## What the task asks:
Return each line of the material verbatim.

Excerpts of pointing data
□ □ □ □

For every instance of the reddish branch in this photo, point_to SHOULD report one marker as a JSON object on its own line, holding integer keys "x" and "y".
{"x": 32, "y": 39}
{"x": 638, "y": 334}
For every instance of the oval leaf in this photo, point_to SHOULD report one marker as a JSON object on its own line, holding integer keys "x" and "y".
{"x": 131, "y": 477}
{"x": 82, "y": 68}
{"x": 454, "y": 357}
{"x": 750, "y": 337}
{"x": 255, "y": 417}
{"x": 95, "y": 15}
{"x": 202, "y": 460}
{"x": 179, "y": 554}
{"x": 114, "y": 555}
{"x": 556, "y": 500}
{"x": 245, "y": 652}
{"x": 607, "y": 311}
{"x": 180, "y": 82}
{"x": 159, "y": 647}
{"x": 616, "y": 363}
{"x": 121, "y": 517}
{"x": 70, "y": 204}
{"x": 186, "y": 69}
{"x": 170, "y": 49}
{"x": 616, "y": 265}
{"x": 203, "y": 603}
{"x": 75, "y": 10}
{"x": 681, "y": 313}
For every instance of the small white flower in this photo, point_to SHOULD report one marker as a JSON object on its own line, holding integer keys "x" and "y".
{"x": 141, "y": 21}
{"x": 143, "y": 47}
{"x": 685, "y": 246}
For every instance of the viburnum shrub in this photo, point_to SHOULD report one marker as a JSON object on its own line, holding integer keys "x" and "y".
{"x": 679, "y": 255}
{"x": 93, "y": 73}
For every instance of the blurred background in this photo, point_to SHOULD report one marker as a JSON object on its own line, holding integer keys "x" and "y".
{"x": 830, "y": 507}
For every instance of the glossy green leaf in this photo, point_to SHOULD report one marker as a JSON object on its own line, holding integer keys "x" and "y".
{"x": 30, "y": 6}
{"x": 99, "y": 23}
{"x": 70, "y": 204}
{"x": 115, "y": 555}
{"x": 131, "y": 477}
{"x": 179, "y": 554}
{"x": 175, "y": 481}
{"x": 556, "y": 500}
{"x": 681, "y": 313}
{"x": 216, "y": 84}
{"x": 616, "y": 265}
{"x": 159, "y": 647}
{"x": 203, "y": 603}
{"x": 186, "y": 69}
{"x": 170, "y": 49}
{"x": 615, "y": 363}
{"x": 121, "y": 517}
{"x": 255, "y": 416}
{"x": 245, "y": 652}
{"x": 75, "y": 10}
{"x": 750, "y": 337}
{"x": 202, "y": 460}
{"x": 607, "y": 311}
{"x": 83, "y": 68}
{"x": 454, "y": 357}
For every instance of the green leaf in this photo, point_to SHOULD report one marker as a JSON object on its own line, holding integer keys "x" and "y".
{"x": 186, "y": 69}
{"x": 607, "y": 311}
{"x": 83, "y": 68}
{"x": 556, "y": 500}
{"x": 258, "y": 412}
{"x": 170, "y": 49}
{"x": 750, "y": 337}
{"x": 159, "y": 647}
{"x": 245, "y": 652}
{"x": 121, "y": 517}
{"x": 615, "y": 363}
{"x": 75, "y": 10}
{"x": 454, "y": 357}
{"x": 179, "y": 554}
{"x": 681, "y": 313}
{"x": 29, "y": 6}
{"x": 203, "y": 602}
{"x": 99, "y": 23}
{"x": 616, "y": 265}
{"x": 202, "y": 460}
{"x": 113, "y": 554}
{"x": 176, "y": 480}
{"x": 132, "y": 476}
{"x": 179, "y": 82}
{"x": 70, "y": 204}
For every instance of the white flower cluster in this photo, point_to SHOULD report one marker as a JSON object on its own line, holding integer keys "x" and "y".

□ □ □ □

## Complete response:
For every instance of the reddish branch in this photo, point_to SHOULD report one marker as a JSON object on its own line, holding integer keys "x" and "y".
{"x": 32, "y": 39}
{"x": 638, "y": 334}
For every instance of the oval leaf in this photo, point_to SHOULD report one marker as a JSON object on its own line, holding integer keys "x" and "y".
{"x": 131, "y": 477}
{"x": 82, "y": 68}
{"x": 454, "y": 357}
{"x": 750, "y": 337}
{"x": 255, "y": 417}
{"x": 95, "y": 15}
{"x": 202, "y": 460}
{"x": 179, "y": 554}
{"x": 114, "y": 555}
{"x": 556, "y": 500}
{"x": 245, "y": 652}
{"x": 607, "y": 311}
{"x": 180, "y": 82}
{"x": 159, "y": 647}
{"x": 616, "y": 363}
{"x": 121, "y": 517}
{"x": 70, "y": 204}
{"x": 186, "y": 69}
{"x": 170, "y": 49}
{"x": 616, "y": 265}
{"x": 203, "y": 603}
{"x": 75, "y": 10}
{"x": 681, "y": 313}
For every instance of the small white flower in this photo, point_to SHOULD report one marker as a JSON object on its own line, holding integer keys "x" and "y".
{"x": 141, "y": 21}
{"x": 143, "y": 47}
{"x": 685, "y": 246}
For every instance of the viburnum shrub in this photo, point_to SHOULD report one marker as a JSON object on its own line, holding integer keys "x" and "y".
{"x": 679, "y": 255}
{"x": 93, "y": 73}
For every instance of the blurred background in this photo, point_to SHOULD report one marker as a JSON object on its own line, holding integer keys "x" and "y".
{"x": 830, "y": 507}
For every instance of the glossy green leaf in this photo, point_to SHOULD report one marker as a JSON object on its own line, holding integer keys "x" and "y".
{"x": 30, "y": 6}
{"x": 99, "y": 23}
{"x": 70, "y": 204}
{"x": 115, "y": 555}
{"x": 131, "y": 477}
{"x": 179, "y": 554}
{"x": 175, "y": 481}
{"x": 556, "y": 500}
{"x": 681, "y": 313}
{"x": 216, "y": 84}
{"x": 616, "y": 265}
{"x": 159, "y": 647}
{"x": 203, "y": 603}
{"x": 186, "y": 69}
{"x": 170, "y": 49}
{"x": 615, "y": 363}
{"x": 121, "y": 517}
{"x": 255, "y": 416}
{"x": 245, "y": 652}
{"x": 75, "y": 10}
{"x": 750, "y": 337}
{"x": 202, "y": 460}
{"x": 607, "y": 311}
{"x": 83, "y": 68}
{"x": 454, "y": 357}
For every instance of the green leaf in this photo, point_to SHOULD report one marker as a JSON object on its own line, holding integer keys "x" and "y".
{"x": 186, "y": 69}
{"x": 607, "y": 311}
{"x": 83, "y": 68}
{"x": 556, "y": 500}
{"x": 258, "y": 412}
{"x": 170, "y": 49}
{"x": 750, "y": 337}
{"x": 159, "y": 647}
{"x": 245, "y": 652}
{"x": 121, "y": 517}
{"x": 615, "y": 363}
{"x": 75, "y": 10}
{"x": 454, "y": 357}
{"x": 179, "y": 554}
{"x": 681, "y": 313}
{"x": 29, "y": 6}
{"x": 203, "y": 602}
{"x": 99, "y": 23}
{"x": 616, "y": 265}
{"x": 202, "y": 460}
{"x": 113, "y": 554}
{"x": 176, "y": 480}
{"x": 132, "y": 476}
{"x": 179, "y": 82}
{"x": 70, "y": 204}
For every instance of the white flower cluster in this photo, point_to SHOULD report one marker as a JSON object on its own line, holding integer keys "x" and "y".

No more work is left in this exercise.